▸ Given request:
Reproduce the part of the material that opens with the line containing "point: seagull's gray" and closes with the last line of the material, keeping every line. Multiply each coordinate in the answers by 1.95, round to whole numbers with halves going up, and leave the pictures out.

▸ Supplied material:
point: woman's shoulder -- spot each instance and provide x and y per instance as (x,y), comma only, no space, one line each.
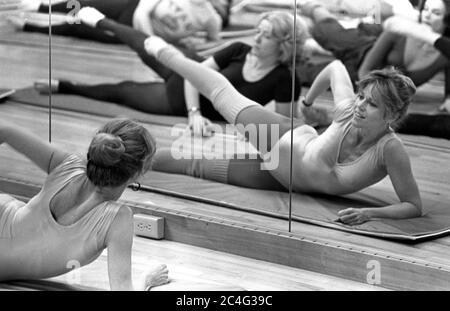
(390,145)
(119,219)
(71,161)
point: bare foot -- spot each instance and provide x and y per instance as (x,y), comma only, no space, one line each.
(44,87)
(156,276)
(17,20)
(445,107)
(29,5)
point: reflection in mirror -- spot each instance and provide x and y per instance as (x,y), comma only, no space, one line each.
(24,59)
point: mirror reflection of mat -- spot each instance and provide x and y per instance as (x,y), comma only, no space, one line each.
(5,93)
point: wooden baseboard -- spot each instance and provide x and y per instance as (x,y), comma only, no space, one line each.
(381,268)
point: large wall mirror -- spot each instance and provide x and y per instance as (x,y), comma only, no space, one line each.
(24,60)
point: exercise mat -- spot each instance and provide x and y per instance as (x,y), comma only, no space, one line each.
(81,104)
(314,209)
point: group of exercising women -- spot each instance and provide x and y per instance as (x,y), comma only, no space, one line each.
(76,215)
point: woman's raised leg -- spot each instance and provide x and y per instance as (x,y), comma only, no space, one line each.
(239,172)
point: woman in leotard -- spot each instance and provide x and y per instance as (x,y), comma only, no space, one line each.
(362,52)
(260,72)
(75,216)
(173,20)
(356,151)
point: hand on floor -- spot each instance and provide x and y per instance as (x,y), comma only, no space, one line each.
(445,107)
(155,276)
(353,216)
(154,44)
(90,16)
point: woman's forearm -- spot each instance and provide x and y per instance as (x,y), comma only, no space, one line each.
(443,45)
(335,76)
(402,210)
(191,95)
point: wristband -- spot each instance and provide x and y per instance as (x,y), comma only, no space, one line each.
(193,109)
(305,103)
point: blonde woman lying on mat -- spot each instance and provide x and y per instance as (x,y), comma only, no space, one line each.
(75,216)
(359,149)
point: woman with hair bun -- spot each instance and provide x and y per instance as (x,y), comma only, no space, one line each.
(75,216)
(261,72)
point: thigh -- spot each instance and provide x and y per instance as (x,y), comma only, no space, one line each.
(75,30)
(335,38)
(111,8)
(248,173)
(146,97)
(263,128)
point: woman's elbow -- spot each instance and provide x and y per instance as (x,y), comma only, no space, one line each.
(416,209)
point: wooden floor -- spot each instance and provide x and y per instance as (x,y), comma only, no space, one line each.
(21,63)
(194,268)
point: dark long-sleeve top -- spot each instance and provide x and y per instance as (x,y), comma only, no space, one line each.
(390,49)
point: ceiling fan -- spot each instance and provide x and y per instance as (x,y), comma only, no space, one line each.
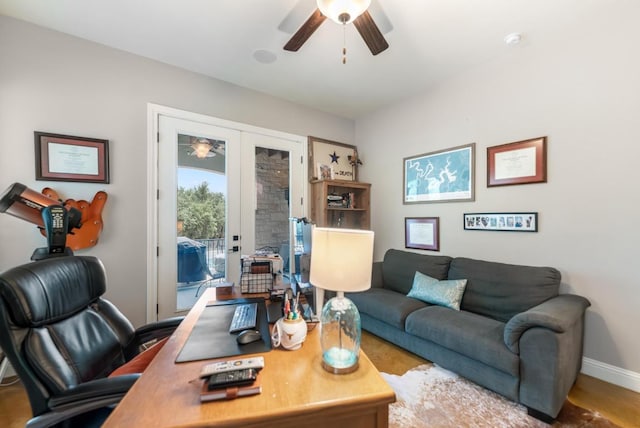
(205,147)
(342,12)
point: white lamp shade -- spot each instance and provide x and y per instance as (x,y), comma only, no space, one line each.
(333,9)
(341,259)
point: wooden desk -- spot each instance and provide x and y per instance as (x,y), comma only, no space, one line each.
(296,391)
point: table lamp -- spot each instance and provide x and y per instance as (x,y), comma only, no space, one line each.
(341,261)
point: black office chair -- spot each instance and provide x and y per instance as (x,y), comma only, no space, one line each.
(63,339)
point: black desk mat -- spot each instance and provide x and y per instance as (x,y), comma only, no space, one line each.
(210,337)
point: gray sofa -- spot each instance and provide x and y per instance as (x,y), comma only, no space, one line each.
(514,334)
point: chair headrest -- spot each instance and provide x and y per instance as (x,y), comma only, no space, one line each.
(50,290)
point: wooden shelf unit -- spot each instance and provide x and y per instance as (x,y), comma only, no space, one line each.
(349,217)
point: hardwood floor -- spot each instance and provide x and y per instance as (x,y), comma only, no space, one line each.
(619,405)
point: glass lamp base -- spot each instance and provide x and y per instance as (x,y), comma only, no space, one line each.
(340,335)
(339,361)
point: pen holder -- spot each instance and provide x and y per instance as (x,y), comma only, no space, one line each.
(289,333)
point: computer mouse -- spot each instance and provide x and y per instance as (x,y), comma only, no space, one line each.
(248,336)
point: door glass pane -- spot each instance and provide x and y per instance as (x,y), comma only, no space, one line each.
(272,224)
(200,213)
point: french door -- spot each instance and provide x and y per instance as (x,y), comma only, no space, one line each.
(260,175)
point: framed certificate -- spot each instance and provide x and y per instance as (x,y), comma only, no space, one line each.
(522,162)
(68,158)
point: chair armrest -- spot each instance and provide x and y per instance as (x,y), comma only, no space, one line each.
(557,314)
(157,330)
(376,275)
(93,390)
(84,398)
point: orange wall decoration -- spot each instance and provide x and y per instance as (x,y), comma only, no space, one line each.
(87,235)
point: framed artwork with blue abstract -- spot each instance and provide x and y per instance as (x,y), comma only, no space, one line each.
(443,176)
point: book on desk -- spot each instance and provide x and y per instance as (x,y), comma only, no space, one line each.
(230,392)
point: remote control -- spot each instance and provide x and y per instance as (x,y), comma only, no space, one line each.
(232,378)
(256,363)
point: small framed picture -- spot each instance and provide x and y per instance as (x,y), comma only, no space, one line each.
(522,162)
(422,233)
(68,158)
(502,222)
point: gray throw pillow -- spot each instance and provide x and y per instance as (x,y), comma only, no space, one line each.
(444,293)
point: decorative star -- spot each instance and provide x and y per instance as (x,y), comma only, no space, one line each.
(334,157)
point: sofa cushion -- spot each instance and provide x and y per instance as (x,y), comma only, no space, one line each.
(500,290)
(386,305)
(447,293)
(399,268)
(466,333)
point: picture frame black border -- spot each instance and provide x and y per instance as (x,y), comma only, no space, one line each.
(472,173)
(42,154)
(502,214)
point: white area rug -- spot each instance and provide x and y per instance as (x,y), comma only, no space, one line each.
(430,396)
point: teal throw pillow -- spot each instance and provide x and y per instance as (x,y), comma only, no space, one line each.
(444,293)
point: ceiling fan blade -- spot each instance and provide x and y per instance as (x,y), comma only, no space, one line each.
(304,32)
(370,33)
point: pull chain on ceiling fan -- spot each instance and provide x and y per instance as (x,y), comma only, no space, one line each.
(342,12)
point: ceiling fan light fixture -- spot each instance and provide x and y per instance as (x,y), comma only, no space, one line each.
(343,11)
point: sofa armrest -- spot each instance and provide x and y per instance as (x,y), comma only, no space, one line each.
(376,275)
(557,314)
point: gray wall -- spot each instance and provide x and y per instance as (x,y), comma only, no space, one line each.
(582,93)
(56,83)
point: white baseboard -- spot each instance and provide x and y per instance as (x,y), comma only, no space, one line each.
(612,374)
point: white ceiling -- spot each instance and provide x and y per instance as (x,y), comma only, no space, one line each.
(429,40)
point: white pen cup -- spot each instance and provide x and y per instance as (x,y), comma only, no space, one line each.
(290,334)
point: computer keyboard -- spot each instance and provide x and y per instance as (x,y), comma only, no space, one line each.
(244,317)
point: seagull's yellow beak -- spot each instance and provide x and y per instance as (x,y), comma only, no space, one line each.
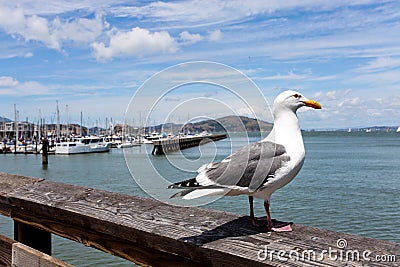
(312,104)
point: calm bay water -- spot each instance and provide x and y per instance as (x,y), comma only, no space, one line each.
(349,183)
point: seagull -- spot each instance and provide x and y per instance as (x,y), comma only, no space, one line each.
(260,168)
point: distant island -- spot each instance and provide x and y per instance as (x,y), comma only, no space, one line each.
(224,124)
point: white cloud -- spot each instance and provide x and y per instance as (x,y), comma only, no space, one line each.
(16,23)
(380,64)
(136,42)
(291,75)
(6,81)
(215,36)
(188,38)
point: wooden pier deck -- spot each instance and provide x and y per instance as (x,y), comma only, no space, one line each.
(152,233)
(167,145)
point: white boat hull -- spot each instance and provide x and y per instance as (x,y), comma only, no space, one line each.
(67,148)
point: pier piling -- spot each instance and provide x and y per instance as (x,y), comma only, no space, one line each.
(45,149)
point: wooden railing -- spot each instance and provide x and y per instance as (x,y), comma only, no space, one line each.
(149,232)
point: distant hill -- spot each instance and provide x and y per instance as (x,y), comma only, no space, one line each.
(224,124)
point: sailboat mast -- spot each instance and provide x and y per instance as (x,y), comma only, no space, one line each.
(81,128)
(16,128)
(58,122)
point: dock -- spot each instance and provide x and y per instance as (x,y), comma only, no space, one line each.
(167,145)
(151,233)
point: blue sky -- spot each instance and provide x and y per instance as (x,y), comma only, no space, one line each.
(94,55)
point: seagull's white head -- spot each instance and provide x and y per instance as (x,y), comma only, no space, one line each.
(293,100)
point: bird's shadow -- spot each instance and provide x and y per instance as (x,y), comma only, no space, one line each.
(239,227)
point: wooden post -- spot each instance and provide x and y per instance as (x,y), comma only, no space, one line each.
(45,150)
(32,237)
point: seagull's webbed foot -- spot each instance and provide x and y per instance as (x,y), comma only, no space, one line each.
(257,222)
(272,225)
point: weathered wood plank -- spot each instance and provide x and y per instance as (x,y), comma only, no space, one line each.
(9,183)
(6,250)
(149,232)
(23,256)
(33,237)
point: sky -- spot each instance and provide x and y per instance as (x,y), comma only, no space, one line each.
(94,56)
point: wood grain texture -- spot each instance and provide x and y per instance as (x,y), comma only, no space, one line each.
(149,232)
(6,250)
(24,256)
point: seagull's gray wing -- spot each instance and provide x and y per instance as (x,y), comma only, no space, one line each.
(249,167)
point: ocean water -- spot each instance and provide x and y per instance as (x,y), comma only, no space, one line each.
(349,183)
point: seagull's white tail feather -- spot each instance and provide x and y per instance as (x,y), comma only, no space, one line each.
(206,192)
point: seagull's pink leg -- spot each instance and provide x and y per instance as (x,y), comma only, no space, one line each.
(266,206)
(253,220)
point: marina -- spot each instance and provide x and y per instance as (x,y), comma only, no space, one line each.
(348,180)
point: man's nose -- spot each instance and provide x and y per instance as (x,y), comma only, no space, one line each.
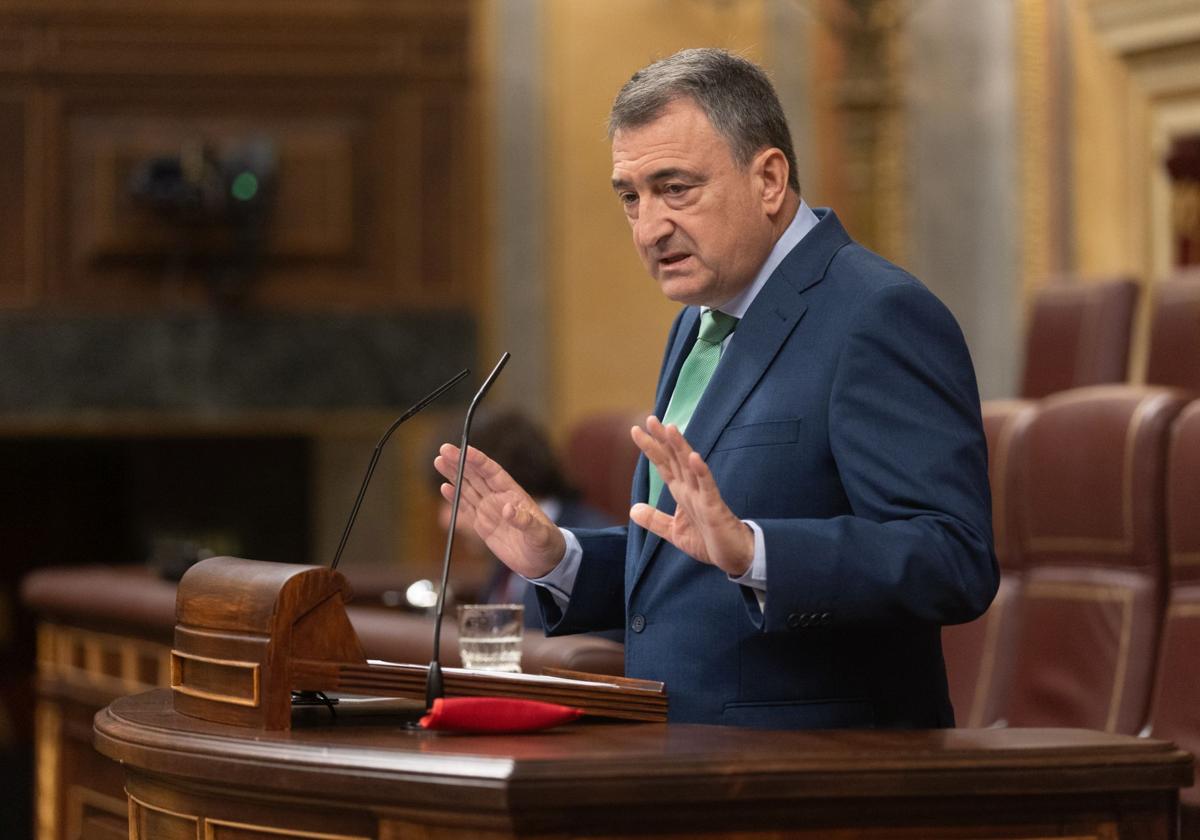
(653,225)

▸ The answer:
point: seagull's gray wing -- spot each instance and provide x and y per instance as (x,y), comma only, no space, one line each.
(486,326)
point: ocean water -- spot each instance and provide x and y per instance as (x,y), comma only, no space, one line each.
(681,357)
point: seagull's white tail feather -- spot each instance and provide x and y per instance as (x,y), comma only, no space, one line each.
(402,374)
point: seagull's pink leg -- spot each instance and provide x and y per instance as (x,y), comma only, no space, one line each.
(519,402)
(493,429)
point: marina -- spot each instance and provide x and y per instance as (x,y), comma only, no space, one line each.
(679,351)
point: man's nose -- spot each instance and provide x and y per instance as (x,y), comma only, no space, one line each.
(1273,439)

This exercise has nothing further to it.